DATA LINES —
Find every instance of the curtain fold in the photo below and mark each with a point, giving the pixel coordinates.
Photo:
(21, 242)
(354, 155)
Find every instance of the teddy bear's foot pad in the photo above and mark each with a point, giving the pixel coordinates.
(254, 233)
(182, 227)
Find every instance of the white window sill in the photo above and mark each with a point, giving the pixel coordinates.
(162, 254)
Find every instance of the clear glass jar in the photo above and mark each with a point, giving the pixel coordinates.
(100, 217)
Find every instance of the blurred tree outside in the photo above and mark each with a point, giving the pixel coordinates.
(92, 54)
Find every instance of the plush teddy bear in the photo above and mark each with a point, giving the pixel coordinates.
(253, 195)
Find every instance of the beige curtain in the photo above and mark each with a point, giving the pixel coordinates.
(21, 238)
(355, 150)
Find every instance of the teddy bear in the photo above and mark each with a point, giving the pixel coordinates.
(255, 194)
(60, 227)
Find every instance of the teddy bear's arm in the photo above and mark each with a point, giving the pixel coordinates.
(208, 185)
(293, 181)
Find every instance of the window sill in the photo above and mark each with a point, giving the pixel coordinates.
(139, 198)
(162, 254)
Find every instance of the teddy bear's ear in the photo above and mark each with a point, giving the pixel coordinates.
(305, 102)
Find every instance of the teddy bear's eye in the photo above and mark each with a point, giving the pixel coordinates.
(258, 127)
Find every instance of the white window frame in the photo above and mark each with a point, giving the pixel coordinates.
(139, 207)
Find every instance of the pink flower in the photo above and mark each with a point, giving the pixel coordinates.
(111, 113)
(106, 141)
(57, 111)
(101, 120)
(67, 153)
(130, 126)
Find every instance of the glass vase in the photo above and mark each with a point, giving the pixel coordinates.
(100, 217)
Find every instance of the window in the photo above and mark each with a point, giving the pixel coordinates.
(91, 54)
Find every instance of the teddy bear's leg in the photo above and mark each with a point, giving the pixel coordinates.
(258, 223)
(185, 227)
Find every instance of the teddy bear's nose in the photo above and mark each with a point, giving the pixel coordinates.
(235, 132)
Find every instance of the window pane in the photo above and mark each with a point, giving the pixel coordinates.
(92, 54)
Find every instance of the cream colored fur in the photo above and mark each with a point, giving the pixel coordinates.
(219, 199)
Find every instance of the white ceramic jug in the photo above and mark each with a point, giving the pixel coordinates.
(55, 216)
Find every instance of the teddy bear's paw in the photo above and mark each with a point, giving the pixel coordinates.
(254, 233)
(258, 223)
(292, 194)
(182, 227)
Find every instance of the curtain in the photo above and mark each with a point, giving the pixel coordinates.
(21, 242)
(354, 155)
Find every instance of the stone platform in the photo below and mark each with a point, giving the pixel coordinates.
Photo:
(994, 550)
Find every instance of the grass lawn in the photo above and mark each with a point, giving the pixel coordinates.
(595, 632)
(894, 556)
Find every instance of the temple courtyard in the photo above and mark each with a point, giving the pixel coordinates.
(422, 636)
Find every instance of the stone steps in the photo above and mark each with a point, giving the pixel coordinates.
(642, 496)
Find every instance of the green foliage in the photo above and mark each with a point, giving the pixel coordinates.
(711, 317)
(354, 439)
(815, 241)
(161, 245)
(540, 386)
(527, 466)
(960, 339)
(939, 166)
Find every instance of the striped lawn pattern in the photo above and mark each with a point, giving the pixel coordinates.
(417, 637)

--

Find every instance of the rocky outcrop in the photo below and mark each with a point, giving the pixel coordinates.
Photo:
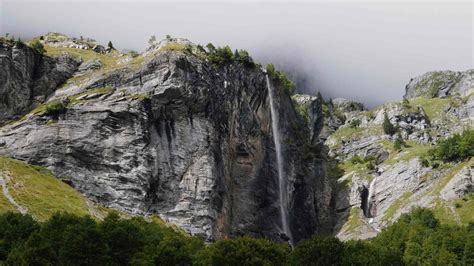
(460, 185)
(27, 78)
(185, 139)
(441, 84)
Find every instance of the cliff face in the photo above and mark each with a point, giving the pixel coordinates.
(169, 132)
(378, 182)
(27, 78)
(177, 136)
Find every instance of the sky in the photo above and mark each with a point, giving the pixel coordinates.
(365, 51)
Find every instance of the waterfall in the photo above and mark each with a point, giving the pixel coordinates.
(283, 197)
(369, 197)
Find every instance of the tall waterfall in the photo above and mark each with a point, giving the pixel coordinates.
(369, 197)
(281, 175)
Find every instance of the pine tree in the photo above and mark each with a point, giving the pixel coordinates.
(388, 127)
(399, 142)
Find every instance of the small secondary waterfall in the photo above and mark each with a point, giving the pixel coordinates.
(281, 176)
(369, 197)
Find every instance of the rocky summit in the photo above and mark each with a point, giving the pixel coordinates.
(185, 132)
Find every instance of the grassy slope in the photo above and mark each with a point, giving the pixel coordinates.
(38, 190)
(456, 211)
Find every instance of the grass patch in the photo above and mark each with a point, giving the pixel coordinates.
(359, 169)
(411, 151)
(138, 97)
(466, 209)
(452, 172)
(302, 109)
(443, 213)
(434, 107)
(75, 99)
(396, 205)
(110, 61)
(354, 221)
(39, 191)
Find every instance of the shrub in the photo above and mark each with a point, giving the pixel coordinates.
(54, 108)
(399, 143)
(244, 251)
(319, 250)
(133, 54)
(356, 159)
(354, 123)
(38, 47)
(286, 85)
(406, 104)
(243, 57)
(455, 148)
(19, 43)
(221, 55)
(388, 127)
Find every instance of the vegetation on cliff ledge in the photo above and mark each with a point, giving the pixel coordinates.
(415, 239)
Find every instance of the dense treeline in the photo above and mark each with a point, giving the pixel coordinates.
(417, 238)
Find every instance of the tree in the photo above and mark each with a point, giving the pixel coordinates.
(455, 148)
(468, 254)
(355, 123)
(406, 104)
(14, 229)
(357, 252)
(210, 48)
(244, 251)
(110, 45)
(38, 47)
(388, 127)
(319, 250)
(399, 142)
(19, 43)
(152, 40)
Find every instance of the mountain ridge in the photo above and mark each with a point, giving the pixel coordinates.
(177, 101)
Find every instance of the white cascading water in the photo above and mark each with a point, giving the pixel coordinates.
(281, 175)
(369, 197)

--

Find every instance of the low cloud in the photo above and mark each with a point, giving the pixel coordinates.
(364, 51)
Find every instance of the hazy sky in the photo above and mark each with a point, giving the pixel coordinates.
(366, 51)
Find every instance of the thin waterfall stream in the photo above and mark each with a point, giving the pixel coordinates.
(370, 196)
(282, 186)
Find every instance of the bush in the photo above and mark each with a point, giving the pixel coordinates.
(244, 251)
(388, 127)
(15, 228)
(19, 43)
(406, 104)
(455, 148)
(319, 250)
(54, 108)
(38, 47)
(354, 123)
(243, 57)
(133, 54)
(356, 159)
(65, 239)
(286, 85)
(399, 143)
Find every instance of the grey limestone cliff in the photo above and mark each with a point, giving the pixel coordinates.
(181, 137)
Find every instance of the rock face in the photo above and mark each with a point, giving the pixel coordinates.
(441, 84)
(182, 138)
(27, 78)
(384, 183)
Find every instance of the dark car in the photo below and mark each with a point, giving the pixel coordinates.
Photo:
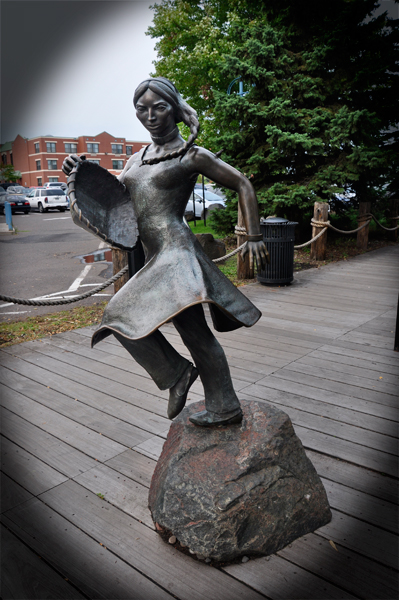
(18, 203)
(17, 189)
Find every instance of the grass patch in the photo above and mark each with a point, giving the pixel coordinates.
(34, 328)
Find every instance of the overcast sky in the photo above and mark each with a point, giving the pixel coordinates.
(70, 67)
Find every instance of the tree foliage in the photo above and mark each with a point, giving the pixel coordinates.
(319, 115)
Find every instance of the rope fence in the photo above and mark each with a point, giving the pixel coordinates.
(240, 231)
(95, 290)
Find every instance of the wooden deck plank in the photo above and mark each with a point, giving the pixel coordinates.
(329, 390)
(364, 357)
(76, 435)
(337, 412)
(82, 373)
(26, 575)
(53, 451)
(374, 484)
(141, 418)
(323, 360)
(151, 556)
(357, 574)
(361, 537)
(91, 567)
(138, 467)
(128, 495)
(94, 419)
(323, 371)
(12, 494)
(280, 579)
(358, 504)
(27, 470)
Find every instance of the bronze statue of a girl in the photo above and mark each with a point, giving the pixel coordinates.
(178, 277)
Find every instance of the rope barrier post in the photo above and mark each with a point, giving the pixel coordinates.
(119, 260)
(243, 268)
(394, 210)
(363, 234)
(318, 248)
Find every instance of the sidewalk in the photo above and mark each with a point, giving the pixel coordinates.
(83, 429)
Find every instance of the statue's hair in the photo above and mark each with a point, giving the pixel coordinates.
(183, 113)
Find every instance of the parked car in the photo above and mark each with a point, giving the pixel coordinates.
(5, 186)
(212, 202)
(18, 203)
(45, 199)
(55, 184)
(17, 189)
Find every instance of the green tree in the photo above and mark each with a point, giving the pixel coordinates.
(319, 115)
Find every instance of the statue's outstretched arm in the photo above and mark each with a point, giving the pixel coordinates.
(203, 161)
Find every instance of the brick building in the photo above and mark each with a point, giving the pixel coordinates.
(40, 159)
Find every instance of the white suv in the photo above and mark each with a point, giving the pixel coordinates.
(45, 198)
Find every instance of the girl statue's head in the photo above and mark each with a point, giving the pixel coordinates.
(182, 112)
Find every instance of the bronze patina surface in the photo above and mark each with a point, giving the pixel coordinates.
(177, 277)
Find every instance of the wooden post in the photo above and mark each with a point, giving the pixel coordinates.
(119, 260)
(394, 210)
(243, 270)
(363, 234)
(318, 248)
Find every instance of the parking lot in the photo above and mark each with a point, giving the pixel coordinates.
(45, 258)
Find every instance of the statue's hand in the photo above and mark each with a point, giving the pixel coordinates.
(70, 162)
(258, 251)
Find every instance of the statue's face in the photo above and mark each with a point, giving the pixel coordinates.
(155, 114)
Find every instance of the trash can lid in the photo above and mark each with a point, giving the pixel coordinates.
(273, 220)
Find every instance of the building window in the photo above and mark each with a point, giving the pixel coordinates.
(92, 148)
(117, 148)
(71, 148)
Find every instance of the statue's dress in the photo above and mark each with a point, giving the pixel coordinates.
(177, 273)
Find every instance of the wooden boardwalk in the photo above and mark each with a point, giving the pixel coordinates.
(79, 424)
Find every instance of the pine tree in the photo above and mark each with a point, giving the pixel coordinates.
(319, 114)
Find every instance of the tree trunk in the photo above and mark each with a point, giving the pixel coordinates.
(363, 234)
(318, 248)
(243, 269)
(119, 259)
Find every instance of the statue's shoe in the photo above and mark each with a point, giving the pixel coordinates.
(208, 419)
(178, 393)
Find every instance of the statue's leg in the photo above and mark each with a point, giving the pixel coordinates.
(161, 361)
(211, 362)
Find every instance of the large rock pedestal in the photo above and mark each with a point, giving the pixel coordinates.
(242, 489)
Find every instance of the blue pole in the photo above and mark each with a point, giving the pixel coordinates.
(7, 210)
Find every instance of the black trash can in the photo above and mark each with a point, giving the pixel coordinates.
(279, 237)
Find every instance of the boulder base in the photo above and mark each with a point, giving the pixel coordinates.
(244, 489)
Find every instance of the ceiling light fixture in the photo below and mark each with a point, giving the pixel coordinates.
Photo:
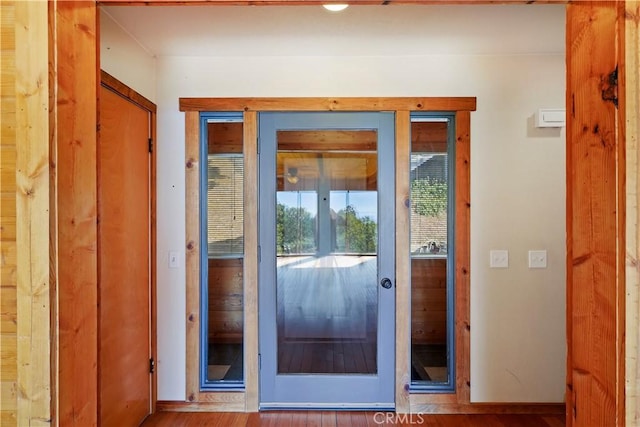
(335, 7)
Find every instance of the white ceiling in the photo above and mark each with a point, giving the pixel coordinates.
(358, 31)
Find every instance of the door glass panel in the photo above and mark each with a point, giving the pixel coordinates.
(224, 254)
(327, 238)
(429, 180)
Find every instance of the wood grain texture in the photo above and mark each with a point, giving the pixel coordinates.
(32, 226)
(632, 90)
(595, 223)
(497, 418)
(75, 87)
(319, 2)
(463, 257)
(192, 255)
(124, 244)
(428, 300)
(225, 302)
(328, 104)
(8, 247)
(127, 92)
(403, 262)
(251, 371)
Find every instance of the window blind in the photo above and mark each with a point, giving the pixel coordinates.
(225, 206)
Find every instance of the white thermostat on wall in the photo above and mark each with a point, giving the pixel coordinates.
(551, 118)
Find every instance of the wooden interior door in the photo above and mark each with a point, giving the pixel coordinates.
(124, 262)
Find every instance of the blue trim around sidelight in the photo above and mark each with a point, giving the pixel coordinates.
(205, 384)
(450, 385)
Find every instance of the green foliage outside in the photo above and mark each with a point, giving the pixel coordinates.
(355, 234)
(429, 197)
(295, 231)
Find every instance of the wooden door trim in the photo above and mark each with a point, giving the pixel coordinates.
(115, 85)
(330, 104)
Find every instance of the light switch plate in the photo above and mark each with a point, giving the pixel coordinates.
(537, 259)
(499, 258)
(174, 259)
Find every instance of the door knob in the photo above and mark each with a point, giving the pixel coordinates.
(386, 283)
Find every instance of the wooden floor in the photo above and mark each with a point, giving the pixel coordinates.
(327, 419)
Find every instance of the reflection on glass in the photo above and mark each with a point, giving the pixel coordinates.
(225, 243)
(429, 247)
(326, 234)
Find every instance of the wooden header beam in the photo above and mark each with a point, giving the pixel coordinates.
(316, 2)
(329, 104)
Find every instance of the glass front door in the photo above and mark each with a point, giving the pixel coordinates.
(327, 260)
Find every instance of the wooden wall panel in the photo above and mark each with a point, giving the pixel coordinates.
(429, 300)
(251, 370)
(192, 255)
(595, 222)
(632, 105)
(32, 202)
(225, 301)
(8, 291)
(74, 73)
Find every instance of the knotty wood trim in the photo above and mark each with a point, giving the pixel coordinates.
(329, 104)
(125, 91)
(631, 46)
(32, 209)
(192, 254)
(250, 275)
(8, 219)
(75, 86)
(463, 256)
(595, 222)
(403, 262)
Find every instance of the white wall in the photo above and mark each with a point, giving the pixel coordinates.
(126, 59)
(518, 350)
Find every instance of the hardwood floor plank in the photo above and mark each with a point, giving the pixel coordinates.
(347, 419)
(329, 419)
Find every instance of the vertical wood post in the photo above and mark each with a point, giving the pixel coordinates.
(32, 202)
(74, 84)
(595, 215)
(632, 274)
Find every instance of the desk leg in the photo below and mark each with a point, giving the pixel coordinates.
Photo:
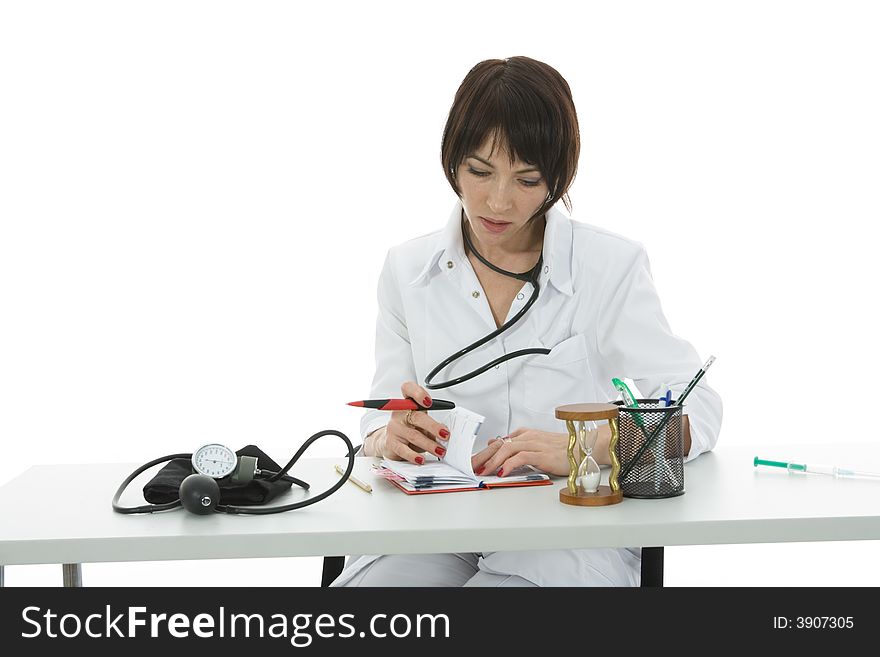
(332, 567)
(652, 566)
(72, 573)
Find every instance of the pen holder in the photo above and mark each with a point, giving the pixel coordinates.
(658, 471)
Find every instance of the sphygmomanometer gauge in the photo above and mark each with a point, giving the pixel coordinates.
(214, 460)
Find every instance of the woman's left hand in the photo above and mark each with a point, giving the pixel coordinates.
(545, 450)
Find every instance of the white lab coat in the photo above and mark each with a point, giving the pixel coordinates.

OBJECTIVE —
Please rewrite everything from the line containing "Find every instance of the vertical" down to the line containing "Find every instance of the white lab", changing "pixel coordinates" to "image coordinates" and leaving all else as it is. Omit the pictures from your answer.

THE OUTPUT —
Find every instance of the vertical wood post in the photo above and mark each with a point, giving the image coordinates.
(32, 202)
(74, 84)
(595, 215)
(632, 274)
Find every instance of the desk leg in the photo below and mark each with a point, giving the image coordinates.
Photo:
(332, 567)
(652, 566)
(72, 573)
Find every instance of the pen holder in the photo above and mark each with a point, giving the image coordinates.
(658, 471)
Find every instance of the sphygmomanometer gauge in the photo above and mark each with a point, giving the image coordinates.
(214, 460)
Find every instance of the woman's left hand in the photo above and mark each with a point, giving the image coordinates.
(545, 450)
Find every instance of the white lab coat in the photo above and mark each with a point, giving the image coordinates.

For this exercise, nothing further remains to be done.